[Excerpted records]

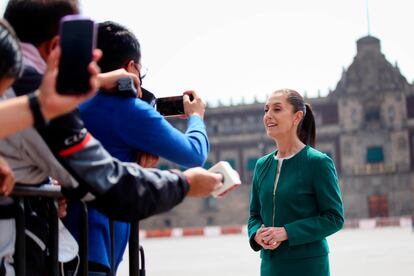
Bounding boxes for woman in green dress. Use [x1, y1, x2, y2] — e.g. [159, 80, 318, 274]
[248, 89, 344, 276]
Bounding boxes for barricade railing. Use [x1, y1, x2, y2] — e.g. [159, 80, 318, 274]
[11, 184, 144, 276]
[12, 184, 61, 276]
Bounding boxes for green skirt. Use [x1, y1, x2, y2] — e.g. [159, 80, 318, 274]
[260, 255, 330, 276]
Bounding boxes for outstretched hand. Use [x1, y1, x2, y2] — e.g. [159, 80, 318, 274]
[183, 90, 205, 119]
[183, 167, 223, 197]
[98, 68, 141, 98]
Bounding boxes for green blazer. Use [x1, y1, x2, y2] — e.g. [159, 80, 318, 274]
[248, 145, 344, 261]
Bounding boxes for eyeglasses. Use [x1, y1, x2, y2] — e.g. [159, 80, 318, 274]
[127, 60, 148, 85]
[139, 65, 148, 80]
[134, 61, 148, 85]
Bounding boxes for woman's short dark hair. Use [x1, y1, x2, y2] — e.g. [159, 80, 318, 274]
[4, 0, 79, 46]
[275, 89, 316, 147]
[0, 19, 23, 80]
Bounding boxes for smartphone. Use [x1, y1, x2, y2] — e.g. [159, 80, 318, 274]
[208, 161, 241, 198]
[56, 15, 96, 94]
[156, 94, 194, 117]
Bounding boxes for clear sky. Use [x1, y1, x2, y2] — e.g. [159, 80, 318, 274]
[2, 0, 414, 105]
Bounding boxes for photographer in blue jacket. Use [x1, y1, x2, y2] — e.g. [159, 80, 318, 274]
[63, 21, 209, 274]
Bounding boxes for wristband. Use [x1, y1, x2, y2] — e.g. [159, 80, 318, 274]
[28, 92, 47, 129]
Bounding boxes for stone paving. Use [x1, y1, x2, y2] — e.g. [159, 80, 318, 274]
[118, 227, 414, 276]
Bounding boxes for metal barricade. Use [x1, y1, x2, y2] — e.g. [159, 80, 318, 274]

[The problem] Apart from the pictures, return the records exactly.

[Written answer]
Bounding boxes for woman in green dress. Use [x1, y1, x2, y2] — e.g. [159, 80, 318, 274]
[248, 89, 344, 276]
Bounding boxes for barricade railing. Use [x1, y1, x2, y2] — e.g. [159, 80, 318, 274]
[11, 184, 144, 276]
[12, 184, 61, 276]
Bounding boxes for green skirt. Use [x1, y1, x2, y2] — e.g. [159, 80, 318, 274]
[260, 255, 330, 276]
Bounding boxes for outstretched hand. Use [x1, y1, x2, y2] — e.g. [159, 80, 318, 274]
[183, 90, 205, 119]
[183, 167, 223, 197]
[98, 68, 141, 98]
Bounding boxes for green blazer. Use [x1, y1, x2, y2] — e.g. [159, 80, 318, 274]
[248, 145, 344, 261]
Bounding boxes for eyeglasses. Use [x1, y1, x2, y2] — e.g. [159, 80, 318, 274]
[127, 60, 148, 85]
[139, 65, 148, 80]
[134, 61, 148, 85]
Bounding boxes for woman's short dark hair. Use [x1, y1, x2, y2] — e.g. [159, 80, 318, 274]
[4, 0, 79, 46]
[275, 89, 316, 147]
[0, 19, 23, 80]
Bounding boxes for smartphone. Use [x1, y1, x2, y2] — e.g. [159, 80, 318, 274]
[208, 161, 241, 198]
[56, 15, 96, 94]
[156, 94, 194, 117]
Bounding boxes for clear sky. Use [x1, y1, x2, y2] — e.g. [159, 80, 318, 274]
[2, 0, 414, 105]
Bounding boxes for photographer in blue jacket. Use [x1, y1, x2, y2] — e.g. [159, 80, 318, 274]
[63, 21, 209, 274]
Bounding boxes for wristband. Use [x1, y1, x2, y2] — e.g. [159, 80, 318, 274]
[28, 92, 47, 129]
Bounding boxes for stone paving. Use [x1, y1, x2, y2] — e.g. [159, 80, 318, 274]
[118, 227, 414, 276]
Bounding boxes for metal barricade. Use [x1, y1, x2, y2] — e.g. [159, 80, 318, 274]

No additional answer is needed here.